Board of Directors

 

Board of Directors


Planting Hope is directed by a all volunteer board of directors. The board

meets monthly to oversee and guide the operation of the organization. Most board members have traveled to Nicaragua at least once and have seen firsthand the services Planting Hope provides and how we have touched the lives of so many Nicaraguans and Americans.

Board members also volunteer time by working on short-term projects that benefit Planting Hope including working on the annual Solidarity Craft Fair, mentoring students participating in internships, and of course fundraising.

Here are the current members of the board of directors:


Emily Sloan, Chair

Emily began her interest and participation with Planting Hope in early 2008 when she and her daughter went on a service learning delegation. So impressed by the grassroots involvement and the true, respectful connection with host families, upon returning, Emily immediately filled a needed role as a board member. In November of 2009 Emily accepted an invitation to coordinate and lead a brigade of 30 to Nicaragua for a service delegation in February of 2010. As needed, Emily became a Vermont office administrator for Planting Hope for limited hours during the period of October of 2011 to November of 2012. Emily enjoys her role as a board member and especially helping with the annual craft fair and all other aspects of aiding with program ideas, brigade needs, and budget planning and hopes to be able to continue to develop ideas that support Planting Hope’s vision. Emily divides her profes sional work time between North Branch Nature Center and Central Vermont Home Health & Hospice, where she works as an LNA. She also mentors students in photography at both Montpelier High School and U-32 and volunteers at other local organizations as time allows.

Emily is passionate about giving back to both society and the issues and challenges facing our environmental world as she lives with her family in Worcester Vermont.


Beth Merrill, Founder

Beth Merrill grew up in Middlesex, VT, attending U-32 High School. While a student at Hamilton College, she spent a semester abroad in Nicaragua in an internship program, where she was able to practice her Spanish and came to appreciate the culture and lifestyle in Central American. Her internship consisted of teaching first grade to a group of students whose teacher was on maternity leave. Teaching first grade proved to be one of the most overwhelming, but also rewarding and formative experiences. Teaching 40 6-12 year olds she gained an appreciation for the human and material resources available in schools and libraries in the US. Needless to say, without books to teach kids reading, the job as a first grade teacher was difficult. This inspired Beth to pool the abundance of resources available in the US to make a difference in the lives of Nicaraguan kids and their teachers.

Raw records:
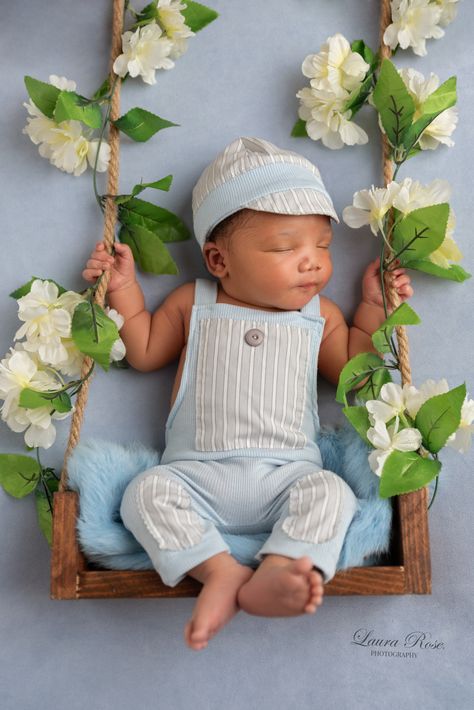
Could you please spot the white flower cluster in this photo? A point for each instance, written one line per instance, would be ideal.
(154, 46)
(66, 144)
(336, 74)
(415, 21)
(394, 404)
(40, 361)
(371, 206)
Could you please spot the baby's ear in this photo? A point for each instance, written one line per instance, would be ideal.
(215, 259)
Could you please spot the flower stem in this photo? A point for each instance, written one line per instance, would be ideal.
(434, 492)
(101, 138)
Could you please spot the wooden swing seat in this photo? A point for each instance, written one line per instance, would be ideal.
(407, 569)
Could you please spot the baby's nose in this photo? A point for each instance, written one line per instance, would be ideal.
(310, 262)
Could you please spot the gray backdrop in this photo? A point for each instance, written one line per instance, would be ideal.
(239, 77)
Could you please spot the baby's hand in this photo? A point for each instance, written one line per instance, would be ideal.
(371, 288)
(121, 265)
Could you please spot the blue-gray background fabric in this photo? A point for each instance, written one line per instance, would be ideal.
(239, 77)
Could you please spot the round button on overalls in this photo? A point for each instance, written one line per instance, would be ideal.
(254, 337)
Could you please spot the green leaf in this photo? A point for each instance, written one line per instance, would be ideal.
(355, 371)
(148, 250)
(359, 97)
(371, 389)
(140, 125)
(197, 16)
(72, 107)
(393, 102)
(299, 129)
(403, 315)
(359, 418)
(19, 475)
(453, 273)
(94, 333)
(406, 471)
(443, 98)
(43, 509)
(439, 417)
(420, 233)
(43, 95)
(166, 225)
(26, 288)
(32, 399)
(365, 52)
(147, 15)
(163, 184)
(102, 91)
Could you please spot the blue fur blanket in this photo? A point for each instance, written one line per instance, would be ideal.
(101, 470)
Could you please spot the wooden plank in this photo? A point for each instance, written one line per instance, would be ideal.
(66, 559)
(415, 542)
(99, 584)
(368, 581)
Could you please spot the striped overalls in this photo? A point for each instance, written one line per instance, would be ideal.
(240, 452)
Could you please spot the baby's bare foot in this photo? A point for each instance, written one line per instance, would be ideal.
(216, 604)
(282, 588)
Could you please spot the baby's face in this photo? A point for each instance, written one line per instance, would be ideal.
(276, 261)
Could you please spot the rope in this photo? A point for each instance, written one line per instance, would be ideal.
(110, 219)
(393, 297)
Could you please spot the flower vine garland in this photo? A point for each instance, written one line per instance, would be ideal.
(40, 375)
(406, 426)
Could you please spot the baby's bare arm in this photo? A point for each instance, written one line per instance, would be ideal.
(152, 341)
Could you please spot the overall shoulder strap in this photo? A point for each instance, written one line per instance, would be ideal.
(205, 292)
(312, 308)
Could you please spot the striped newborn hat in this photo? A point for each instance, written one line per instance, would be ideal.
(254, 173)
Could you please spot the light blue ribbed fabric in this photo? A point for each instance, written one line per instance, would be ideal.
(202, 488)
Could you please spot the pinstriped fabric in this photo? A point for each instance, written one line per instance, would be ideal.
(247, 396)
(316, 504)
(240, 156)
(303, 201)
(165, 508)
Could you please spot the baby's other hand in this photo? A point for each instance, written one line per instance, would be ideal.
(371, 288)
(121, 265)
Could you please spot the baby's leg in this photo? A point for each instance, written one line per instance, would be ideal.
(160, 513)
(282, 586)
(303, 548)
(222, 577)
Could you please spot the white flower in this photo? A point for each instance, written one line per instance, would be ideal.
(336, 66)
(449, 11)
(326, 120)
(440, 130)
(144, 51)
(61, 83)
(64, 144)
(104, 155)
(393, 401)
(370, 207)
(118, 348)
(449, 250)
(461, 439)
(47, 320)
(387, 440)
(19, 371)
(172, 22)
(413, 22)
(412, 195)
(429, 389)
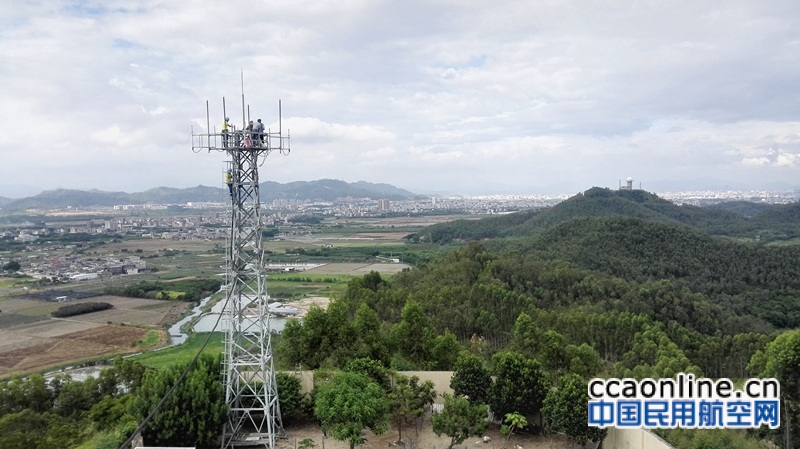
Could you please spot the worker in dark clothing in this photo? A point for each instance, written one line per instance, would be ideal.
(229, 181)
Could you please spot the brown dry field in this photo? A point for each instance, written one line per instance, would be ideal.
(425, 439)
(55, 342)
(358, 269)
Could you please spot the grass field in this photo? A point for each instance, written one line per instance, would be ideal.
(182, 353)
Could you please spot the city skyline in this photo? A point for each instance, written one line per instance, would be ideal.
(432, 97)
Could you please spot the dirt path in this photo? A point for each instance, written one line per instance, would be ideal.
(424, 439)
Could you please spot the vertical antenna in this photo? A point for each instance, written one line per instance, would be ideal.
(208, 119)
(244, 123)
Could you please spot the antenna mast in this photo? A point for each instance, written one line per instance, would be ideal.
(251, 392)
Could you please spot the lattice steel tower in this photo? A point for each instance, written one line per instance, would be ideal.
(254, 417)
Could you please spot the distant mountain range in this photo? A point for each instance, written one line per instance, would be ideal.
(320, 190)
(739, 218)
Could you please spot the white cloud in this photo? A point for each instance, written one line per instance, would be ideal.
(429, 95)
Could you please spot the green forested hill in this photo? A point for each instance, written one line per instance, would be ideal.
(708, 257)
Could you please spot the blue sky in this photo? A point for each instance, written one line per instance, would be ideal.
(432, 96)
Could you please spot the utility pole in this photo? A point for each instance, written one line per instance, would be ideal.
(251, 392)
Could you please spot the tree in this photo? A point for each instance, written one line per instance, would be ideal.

Task list:
**a)** Using the board of directors page, answer these:
(i) How often does the board meet?
(ii) In what year did Emily Sloan go on a service learning delegation with her daughter?
(iii) Which college did Beth Merrill attend?
**b)** From the board of directors page, write out the passage starting at "meets monthly to" and ending at "of course fundraising.", swapping "monthly" for "quarterly".
The data has no connection to the board of directors page.

Solution list:
**a)**
(i) Monthly
(ii) 2008
(iii) Hamilton College

**b)**
meets quarterly to oversee and guide the operation of the organization. Most board members have traveled to Nicaragua at least once and have seen firsthand the services Planting Hope provides and how we have touched the lives of so many Nicaraguans and Americans.

Board members also volunteer time by working on short-term projects that benefit Planting Hope including working on the annual Solidarity Craft Fair, mentoring students participating in internships, and of course fundraising.